### [Your goal]
From the entries below, collect every line that contains the word "cloud" and copy each one out in full.

### [Extracted records]
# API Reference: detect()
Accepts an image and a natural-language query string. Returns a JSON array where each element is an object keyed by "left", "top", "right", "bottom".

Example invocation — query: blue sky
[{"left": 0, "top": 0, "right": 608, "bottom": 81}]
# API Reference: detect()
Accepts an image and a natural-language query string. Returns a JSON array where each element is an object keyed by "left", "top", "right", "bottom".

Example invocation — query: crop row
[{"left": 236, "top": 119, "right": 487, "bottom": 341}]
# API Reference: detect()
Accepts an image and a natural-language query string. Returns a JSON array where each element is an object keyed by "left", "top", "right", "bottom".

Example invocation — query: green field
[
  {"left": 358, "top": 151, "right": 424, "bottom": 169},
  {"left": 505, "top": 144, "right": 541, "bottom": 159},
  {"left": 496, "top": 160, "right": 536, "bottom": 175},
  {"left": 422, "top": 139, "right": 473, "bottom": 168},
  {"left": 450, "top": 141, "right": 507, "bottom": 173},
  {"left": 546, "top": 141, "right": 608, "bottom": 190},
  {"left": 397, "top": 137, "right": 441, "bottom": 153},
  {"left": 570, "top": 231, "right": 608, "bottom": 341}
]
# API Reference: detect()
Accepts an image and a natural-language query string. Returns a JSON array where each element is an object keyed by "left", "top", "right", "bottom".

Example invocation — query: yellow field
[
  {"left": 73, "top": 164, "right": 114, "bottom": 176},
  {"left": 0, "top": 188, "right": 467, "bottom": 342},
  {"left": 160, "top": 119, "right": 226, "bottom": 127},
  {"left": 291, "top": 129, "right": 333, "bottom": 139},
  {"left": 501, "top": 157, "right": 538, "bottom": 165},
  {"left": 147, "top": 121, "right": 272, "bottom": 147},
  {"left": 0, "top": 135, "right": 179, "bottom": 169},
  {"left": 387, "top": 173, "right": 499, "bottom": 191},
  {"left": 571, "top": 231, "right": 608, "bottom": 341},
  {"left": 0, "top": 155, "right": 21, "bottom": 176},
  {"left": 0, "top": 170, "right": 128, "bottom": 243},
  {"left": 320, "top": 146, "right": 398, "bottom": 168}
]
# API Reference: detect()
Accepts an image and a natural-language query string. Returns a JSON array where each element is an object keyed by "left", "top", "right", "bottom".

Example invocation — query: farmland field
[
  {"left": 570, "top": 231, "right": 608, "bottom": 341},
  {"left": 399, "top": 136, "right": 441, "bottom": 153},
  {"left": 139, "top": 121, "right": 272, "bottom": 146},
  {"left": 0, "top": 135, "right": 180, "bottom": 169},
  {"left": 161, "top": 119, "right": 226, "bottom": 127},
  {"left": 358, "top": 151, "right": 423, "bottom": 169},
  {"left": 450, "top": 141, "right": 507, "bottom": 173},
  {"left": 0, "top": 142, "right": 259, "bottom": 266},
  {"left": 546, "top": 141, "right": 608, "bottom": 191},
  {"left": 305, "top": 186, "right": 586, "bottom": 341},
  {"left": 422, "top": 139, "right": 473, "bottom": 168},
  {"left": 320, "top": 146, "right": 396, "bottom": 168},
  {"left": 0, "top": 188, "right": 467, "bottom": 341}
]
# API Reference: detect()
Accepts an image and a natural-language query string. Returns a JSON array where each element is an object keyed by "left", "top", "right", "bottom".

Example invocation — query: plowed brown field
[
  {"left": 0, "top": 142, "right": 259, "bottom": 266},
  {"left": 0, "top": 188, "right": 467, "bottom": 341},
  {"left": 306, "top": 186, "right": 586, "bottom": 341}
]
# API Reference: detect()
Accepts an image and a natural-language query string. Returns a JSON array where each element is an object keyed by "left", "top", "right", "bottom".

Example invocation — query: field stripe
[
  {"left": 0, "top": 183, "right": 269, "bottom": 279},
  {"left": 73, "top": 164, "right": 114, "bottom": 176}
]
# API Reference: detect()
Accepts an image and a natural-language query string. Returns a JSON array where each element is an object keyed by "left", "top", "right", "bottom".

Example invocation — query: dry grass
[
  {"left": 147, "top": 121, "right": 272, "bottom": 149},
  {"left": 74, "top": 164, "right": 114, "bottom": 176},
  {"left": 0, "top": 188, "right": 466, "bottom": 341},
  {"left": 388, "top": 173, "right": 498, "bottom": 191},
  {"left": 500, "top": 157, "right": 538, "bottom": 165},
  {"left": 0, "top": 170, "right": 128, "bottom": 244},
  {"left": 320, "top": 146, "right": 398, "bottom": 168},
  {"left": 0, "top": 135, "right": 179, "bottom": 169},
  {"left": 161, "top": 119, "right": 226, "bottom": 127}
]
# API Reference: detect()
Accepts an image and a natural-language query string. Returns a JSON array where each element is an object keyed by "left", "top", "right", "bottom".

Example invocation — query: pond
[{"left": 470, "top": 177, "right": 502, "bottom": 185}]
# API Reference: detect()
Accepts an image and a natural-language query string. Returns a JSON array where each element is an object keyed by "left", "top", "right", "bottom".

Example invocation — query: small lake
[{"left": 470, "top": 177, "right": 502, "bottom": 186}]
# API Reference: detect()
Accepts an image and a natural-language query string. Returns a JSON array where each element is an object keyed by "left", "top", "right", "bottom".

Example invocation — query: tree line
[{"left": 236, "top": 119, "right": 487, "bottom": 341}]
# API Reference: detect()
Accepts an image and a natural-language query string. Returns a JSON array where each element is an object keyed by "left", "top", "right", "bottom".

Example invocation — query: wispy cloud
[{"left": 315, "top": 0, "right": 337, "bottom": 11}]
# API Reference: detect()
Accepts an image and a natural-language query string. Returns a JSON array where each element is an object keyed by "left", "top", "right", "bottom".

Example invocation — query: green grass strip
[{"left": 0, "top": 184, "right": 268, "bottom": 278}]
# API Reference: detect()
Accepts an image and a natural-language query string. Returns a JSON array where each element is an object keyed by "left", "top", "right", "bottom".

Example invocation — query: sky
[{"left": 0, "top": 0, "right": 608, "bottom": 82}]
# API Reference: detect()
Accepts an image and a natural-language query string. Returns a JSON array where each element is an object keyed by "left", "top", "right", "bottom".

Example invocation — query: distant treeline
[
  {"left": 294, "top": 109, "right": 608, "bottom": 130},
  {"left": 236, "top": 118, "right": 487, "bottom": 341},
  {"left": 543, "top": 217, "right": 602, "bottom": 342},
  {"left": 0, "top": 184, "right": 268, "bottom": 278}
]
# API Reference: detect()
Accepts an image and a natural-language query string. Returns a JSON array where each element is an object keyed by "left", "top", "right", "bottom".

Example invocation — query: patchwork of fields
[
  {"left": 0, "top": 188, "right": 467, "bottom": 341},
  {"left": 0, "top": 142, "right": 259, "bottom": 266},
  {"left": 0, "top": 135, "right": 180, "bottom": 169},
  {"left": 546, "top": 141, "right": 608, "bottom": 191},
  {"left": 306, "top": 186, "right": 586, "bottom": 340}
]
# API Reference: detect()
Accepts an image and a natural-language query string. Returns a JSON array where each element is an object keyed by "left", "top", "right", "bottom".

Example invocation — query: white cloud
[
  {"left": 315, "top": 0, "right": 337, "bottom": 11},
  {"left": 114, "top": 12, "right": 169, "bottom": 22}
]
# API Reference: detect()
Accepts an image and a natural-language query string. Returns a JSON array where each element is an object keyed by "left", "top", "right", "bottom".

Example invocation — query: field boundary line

### [Correct output]
Example invocation — query: wispy cloud
Example invocation — query: white cloud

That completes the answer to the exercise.